#### Raw data
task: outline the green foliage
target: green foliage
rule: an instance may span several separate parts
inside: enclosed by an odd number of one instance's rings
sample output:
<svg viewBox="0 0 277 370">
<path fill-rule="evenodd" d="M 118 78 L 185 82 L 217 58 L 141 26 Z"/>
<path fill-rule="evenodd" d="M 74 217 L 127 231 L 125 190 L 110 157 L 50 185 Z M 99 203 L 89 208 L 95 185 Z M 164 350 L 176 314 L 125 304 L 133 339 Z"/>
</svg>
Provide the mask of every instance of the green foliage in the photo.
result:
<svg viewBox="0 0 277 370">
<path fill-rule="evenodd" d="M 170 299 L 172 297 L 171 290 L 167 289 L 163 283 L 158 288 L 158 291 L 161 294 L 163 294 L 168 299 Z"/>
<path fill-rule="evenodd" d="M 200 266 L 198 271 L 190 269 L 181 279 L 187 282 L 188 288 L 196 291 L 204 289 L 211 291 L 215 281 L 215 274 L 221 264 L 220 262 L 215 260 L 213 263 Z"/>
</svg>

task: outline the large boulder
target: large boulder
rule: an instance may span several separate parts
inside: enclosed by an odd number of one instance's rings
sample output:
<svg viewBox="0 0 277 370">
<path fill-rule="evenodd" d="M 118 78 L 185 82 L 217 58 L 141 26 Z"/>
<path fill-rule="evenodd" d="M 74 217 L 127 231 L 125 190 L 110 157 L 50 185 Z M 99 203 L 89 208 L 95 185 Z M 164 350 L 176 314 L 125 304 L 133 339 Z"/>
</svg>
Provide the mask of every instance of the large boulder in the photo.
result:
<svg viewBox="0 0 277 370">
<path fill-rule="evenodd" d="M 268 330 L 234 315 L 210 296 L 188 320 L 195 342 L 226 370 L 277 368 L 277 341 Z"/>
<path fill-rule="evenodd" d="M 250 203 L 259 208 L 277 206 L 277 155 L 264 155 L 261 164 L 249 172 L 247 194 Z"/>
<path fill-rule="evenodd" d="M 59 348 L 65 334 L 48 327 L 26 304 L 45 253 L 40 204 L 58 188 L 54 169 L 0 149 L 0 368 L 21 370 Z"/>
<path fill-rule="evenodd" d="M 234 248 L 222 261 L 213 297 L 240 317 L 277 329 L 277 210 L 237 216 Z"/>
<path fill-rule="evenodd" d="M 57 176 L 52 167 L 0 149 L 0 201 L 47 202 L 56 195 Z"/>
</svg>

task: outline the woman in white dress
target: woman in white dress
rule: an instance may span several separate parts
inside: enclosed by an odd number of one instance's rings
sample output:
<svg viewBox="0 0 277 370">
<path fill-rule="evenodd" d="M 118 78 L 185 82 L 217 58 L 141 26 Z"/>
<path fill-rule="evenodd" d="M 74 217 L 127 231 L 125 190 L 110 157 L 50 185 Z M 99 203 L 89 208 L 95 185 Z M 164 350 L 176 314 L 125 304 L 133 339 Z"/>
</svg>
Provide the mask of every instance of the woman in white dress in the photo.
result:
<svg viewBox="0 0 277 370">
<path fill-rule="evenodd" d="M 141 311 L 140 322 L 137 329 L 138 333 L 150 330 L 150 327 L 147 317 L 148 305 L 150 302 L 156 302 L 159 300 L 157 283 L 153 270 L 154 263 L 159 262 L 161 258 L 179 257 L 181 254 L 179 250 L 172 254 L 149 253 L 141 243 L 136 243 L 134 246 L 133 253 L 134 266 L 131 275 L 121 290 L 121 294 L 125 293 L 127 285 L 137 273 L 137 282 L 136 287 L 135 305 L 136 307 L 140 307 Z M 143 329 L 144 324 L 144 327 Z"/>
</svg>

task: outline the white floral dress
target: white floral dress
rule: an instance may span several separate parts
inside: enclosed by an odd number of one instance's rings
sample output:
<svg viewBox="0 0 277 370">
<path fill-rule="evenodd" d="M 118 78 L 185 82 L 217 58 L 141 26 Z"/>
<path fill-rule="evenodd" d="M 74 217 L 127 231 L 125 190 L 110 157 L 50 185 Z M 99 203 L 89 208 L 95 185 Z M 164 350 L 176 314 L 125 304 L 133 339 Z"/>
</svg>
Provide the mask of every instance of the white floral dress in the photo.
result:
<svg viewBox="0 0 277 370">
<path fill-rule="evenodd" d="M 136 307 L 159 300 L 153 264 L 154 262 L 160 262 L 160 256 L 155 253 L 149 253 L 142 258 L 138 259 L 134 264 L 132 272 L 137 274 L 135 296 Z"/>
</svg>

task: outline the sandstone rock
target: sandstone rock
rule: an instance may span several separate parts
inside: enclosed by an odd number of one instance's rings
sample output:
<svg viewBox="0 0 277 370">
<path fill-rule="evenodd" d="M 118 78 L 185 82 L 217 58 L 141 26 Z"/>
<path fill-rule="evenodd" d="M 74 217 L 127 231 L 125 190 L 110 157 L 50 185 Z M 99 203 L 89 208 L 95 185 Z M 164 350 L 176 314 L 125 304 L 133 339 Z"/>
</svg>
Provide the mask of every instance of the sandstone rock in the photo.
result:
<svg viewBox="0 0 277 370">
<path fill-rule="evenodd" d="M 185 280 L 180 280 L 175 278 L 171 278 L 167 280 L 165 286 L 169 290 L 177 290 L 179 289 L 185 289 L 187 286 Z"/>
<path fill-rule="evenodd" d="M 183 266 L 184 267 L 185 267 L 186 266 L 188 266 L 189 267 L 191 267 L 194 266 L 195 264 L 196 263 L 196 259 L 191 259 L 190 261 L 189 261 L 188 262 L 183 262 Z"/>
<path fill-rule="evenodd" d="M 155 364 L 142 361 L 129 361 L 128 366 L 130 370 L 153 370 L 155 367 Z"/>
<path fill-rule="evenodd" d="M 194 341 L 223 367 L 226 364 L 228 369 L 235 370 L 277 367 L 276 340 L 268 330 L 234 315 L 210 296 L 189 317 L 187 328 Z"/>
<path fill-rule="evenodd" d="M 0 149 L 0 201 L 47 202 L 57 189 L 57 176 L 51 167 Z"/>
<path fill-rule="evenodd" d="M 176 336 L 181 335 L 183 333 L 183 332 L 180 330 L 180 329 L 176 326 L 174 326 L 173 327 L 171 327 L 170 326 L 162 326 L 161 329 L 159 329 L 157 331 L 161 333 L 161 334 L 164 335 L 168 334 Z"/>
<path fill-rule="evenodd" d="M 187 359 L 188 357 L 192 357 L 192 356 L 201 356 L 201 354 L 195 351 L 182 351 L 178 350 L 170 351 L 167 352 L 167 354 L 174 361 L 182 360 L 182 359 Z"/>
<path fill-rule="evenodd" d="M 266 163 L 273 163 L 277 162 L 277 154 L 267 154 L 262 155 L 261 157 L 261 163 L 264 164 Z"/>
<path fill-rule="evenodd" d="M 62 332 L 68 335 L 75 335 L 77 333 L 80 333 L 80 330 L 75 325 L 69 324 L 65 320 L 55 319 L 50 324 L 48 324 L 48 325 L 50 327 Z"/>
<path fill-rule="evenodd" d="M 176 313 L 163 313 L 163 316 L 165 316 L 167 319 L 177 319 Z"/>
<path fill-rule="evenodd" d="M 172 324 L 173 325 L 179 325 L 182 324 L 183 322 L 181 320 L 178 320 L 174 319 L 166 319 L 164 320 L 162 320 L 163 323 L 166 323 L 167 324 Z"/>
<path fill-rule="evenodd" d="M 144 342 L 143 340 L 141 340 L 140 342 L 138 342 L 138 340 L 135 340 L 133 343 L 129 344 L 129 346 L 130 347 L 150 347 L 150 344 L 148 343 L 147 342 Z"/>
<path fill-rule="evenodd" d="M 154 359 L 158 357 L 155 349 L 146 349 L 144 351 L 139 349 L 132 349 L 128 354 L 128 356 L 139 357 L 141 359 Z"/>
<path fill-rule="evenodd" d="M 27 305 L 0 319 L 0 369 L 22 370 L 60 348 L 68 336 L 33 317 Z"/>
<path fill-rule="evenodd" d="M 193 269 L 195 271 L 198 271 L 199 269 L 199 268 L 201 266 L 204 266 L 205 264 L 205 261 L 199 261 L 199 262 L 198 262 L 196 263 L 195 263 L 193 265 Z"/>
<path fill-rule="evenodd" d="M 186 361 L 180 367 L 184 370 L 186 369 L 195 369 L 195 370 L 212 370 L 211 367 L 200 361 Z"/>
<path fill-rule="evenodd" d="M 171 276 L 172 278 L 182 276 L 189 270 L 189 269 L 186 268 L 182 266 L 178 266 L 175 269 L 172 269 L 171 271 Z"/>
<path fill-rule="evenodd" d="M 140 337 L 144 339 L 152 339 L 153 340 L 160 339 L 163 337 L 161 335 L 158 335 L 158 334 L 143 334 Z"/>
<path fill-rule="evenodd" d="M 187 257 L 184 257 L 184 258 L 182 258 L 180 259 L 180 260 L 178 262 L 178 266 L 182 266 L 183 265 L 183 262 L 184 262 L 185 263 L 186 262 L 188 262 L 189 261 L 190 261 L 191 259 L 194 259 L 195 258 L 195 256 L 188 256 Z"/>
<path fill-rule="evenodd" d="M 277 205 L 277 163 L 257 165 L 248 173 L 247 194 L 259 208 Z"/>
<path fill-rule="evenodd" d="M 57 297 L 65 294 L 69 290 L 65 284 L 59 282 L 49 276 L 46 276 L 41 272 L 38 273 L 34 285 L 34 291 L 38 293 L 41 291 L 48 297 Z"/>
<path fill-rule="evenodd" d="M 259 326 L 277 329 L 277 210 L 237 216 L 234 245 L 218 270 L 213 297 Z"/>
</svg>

#### Written request
Duplicate the lines of the records above, from the line with "task: outline the sandstone rock" to the line with "266 163 L 273", including both of those lines.

#### Response below
task: outline the sandstone rock
target: sandstone rock
rule: an instance may span several separate parts
inside: enclosed by an odd number of one instance's rings
sample output:
<svg viewBox="0 0 277 370">
<path fill-rule="evenodd" d="M 118 78 L 185 82 L 217 58 L 141 26 Z"/>
<path fill-rule="evenodd" d="M 74 217 L 127 231 L 125 190 L 110 157 L 50 185 Z M 99 203 L 89 208 L 95 185 Z M 164 350 L 176 314 L 125 304 L 133 339 Z"/>
</svg>
Provide the mask of every instance of the sandstone rock in the photo.
result:
<svg viewBox="0 0 277 370">
<path fill-rule="evenodd" d="M 185 280 L 180 280 L 175 278 L 171 278 L 167 280 L 165 286 L 169 290 L 177 290 L 179 289 L 185 289 L 187 286 Z"/>
<path fill-rule="evenodd" d="M 183 266 L 184 267 L 185 267 L 186 266 L 188 266 L 189 267 L 191 267 L 194 266 L 195 264 L 196 263 L 196 259 L 191 259 L 190 261 L 189 261 L 188 262 L 183 262 Z"/>
<path fill-rule="evenodd" d="M 155 364 L 142 361 L 129 361 L 128 366 L 130 370 L 153 370 L 155 367 Z"/>
<path fill-rule="evenodd" d="M 194 341 L 223 367 L 226 364 L 228 369 L 235 370 L 277 367 L 276 340 L 268 330 L 234 315 L 210 296 L 189 317 L 187 328 Z"/>
<path fill-rule="evenodd" d="M 0 149 L 0 201 L 47 202 L 57 189 L 57 176 L 51 167 Z"/>
<path fill-rule="evenodd" d="M 176 336 L 181 335 L 183 333 L 183 332 L 180 330 L 180 329 L 176 326 L 174 326 L 173 327 L 171 327 L 170 326 L 162 326 L 161 329 L 159 329 L 157 331 L 161 333 L 161 334 L 164 335 L 168 334 Z"/>
<path fill-rule="evenodd" d="M 187 359 L 188 357 L 192 357 L 192 356 L 201 356 L 201 354 L 195 351 L 182 351 L 178 350 L 170 351 L 167 352 L 167 354 L 174 361 L 182 360 L 182 359 Z"/>
<path fill-rule="evenodd" d="M 266 163 L 273 163 L 277 162 L 277 154 L 267 154 L 262 155 L 261 157 L 261 163 L 264 164 Z"/>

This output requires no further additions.